Report every line in the rows below that contains the string "blue", copying each such line in full.

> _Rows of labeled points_
..............................

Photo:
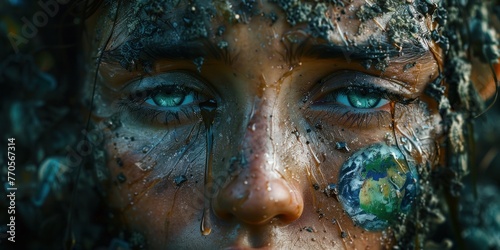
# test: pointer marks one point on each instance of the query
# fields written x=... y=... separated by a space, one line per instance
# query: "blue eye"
x=171 y=98
x=360 y=99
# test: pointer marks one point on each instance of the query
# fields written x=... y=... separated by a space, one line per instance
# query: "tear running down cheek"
x=377 y=185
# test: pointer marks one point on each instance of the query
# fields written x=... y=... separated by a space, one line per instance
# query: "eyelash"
x=357 y=118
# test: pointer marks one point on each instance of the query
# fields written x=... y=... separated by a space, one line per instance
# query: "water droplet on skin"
x=180 y=179
x=121 y=178
x=208 y=112
x=342 y=146
x=199 y=63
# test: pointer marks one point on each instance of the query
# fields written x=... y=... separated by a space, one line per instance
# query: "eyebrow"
x=408 y=52
x=181 y=50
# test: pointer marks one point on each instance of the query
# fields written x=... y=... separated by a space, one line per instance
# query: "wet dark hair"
x=74 y=208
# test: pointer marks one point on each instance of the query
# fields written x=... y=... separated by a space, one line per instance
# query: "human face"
x=233 y=125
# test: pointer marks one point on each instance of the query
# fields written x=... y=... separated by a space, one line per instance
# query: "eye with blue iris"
x=360 y=99
x=171 y=98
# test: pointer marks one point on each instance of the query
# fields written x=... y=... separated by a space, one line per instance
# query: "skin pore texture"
x=233 y=124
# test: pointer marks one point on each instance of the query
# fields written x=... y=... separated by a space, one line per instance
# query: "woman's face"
x=255 y=124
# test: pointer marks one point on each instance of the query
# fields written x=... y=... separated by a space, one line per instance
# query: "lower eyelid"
x=166 y=117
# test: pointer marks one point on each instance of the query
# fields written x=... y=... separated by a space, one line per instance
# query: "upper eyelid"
x=182 y=78
x=353 y=79
x=348 y=78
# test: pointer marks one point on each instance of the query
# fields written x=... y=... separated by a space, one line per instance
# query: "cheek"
x=151 y=171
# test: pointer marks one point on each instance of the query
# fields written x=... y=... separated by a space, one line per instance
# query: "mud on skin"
x=323 y=22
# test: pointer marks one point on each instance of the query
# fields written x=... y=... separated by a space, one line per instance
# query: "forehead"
x=349 y=23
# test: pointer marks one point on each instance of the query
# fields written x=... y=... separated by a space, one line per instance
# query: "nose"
x=258 y=193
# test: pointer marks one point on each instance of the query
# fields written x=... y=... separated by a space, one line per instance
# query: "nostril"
x=258 y=200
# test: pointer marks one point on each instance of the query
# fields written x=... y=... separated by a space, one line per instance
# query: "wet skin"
x=283 y=103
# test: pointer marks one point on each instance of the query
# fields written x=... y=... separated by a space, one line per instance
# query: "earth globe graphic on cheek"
x=377 y=184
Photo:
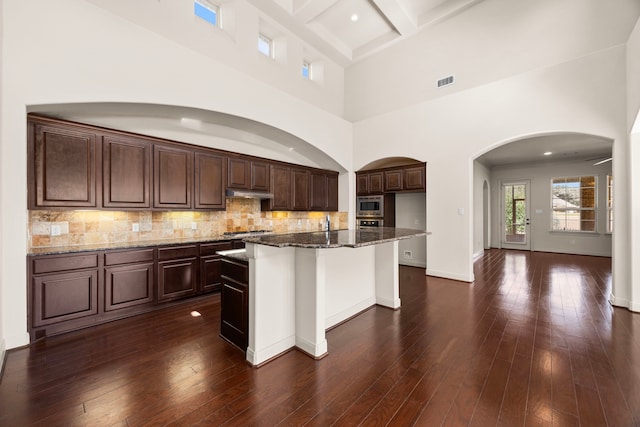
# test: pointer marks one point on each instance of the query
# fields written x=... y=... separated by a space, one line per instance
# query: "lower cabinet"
x=234 y=312
x=177 y=272
x=67 y=292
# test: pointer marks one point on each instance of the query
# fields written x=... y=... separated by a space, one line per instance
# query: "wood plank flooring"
x=533 y=341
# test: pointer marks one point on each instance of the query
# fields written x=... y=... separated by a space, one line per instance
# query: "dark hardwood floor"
x=533 y=341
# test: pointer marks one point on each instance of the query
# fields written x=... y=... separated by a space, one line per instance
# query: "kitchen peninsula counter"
x=301 y=284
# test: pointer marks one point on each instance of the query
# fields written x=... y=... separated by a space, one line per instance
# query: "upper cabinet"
x=126 y=172
x=410 y=178
x=62 y=166
x=172 y=177
x=76 y=166
x=210 y=181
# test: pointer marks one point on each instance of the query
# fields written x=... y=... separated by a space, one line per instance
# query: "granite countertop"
x=352 y=238
x=235 y=254
x=133 y=245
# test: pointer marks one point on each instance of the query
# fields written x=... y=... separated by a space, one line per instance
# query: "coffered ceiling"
x=348 y=30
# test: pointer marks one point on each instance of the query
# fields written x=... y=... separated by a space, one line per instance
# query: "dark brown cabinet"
x=369 y=183
x=260 y=176
x=64 y=288
x=128 y=278
x=62 y=166
x=211 y=265
x=172 y=177
x=299 y=189
x=177 y=272
x=409 y=178
x=126 y=173
x=393 y=180
x=210 y=181
x=281 y=189
x=234 y=311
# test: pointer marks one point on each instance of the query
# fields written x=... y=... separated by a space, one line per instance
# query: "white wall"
x=481 y=175
x=448 y=133
x=539 y=176
x=411 y=212
x=72 y=51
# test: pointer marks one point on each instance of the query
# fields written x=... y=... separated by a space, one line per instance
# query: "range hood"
x=249 y=194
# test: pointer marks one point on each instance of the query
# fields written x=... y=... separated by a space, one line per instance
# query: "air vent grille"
x=446 y=81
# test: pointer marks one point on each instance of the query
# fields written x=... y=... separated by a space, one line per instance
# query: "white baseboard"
x=447 y=275
x=412 y=263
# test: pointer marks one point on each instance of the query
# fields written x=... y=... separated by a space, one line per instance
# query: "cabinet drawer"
x=128 y=257
x=236 y=271
x=212 y=248
x=64 y=263
x=177 y=252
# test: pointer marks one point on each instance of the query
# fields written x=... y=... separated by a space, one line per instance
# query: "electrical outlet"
x=55 y=230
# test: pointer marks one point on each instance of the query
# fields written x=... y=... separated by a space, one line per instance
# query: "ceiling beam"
x=398 y=17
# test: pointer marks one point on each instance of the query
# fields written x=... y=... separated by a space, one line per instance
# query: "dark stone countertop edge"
x=53 y=250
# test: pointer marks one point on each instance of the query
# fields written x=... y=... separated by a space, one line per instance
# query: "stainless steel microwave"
x=370 y=206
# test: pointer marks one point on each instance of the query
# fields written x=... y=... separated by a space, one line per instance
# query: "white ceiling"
x=327 y=26
x=563 y=147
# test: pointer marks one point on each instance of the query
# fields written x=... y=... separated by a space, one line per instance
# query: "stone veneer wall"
x=109 y=227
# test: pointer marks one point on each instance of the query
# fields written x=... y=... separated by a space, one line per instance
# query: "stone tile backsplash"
x=71 y=228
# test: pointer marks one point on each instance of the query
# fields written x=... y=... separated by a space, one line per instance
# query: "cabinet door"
x=126 y=172
x=376 y=182
x=362 y=184
x=177 y=278
x=64 y=166
x=64 y=296
x=128 y=285
x=317 y=191
x=300 y=189
x=332 y=192
x=414 y=178
x=260 y=176
x=238 y=173
x=393 y=180
x=234 y=304
x=172 y=177
x=210 y=177
x=281 y=189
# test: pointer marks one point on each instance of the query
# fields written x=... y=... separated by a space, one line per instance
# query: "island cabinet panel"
x=62 y=166
x=238 y=173
x=177 y=272
x=299 y=189
x=281 y=189
x=318 y=194
x=234 y=312
x=128 y=278
x=210 y=181
x=211 y=265
x=172 y=176
x=414 y=179
x=260 y=176
x=126 y=173
x=393 y=180
x=332 y=192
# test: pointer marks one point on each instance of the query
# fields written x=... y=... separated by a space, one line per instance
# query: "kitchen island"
x=300 y=284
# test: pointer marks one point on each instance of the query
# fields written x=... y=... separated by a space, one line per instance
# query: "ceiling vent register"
x=446 y=81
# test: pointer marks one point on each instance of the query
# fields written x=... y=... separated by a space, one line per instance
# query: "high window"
x=573 y=204
x=609 y=204
x=208 y=11
x=265 y=45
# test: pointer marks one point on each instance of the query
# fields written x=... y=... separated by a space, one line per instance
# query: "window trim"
x=580 y=209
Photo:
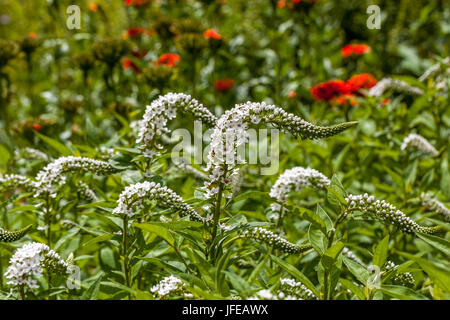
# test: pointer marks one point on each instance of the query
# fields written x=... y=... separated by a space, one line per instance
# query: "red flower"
x=93 y=6
x=344 y=99
x=222 y=85
x=356 y=49
x=169 y=59
x=329 y=89
x=212 y=34
x=290 y=3
x=135 y=32
x=385 y=101
x=127 y=63
x=361 y=81
x=140 y=53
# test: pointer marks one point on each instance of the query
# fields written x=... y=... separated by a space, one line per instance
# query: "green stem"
x=325 y=293
x=217 y=212
x=124 y=248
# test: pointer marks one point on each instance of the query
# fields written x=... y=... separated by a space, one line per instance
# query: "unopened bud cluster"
x=53 y=173
x=275 y=241
x=9 y=181
x=395 y=85
x=230 y=133
x=28 y=263
x=134 y=196
x=296 y=179
x=405 y=279
x=170 y=286
x=10 y=236
x=435 y=205
x=386 y=212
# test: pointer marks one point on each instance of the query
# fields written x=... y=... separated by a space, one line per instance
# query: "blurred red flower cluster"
x=169 y=59
x=212 y=34
x=354 y=49
x=342 y=92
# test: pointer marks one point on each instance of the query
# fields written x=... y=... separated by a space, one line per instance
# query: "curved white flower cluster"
x=386 y=212
x=169 y=285
x=405 y=279
x=10 y=236
x=420 y=143
x=15 y=181
x=296 y=179
x=275 y=241
x=394 y=84
x=107 y=153
x=28 y=262
x=435 y=205
x=133 y=197
x=230 y=133
x=297 y=289
x=154 y=123
x=53 y=173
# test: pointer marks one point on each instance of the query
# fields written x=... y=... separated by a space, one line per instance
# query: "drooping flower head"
x=387 y=213
x=28 y=263
x=134 y=196
x=296 y=179
x=230 y=133
x=53 y=174
x=154 y=123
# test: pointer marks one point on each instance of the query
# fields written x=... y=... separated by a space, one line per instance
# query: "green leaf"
x=325 y=218
x=402 y=293
x=336 y=192
x=4 y=156
x=439 y=243
x=330 y=256
x=311 y=217
x=347 y=284
x=381 y=252
x=158 y=230
x=103 y=237
x=317 y=239
x=58 y=146
x=357 y=270
x=92 y=292
x=295 y=273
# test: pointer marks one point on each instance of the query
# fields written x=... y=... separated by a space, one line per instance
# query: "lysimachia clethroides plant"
x=204 y=247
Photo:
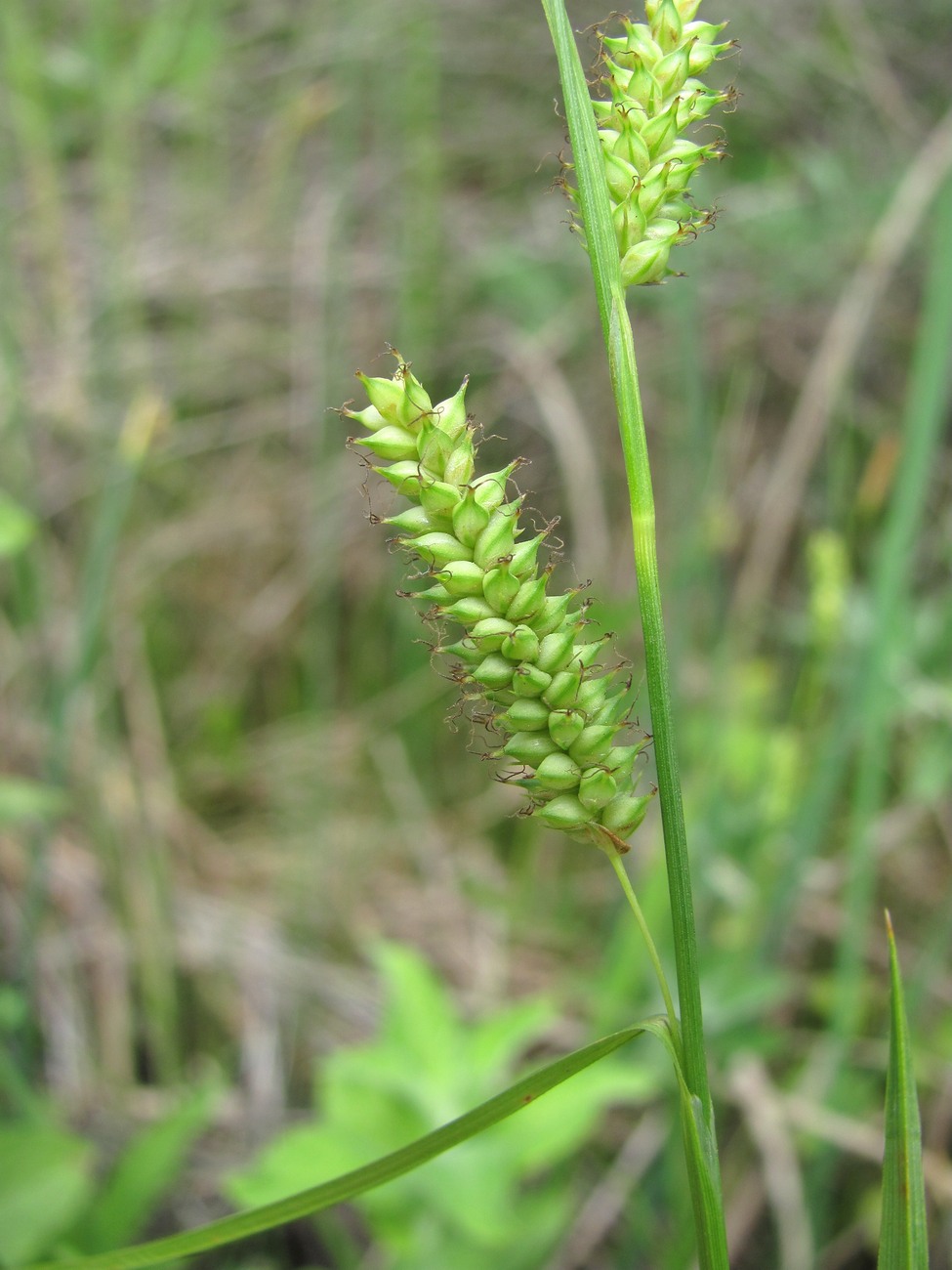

..............................

> _Output of the task_
# query: "blue eye"
# query: "eye with blue iris"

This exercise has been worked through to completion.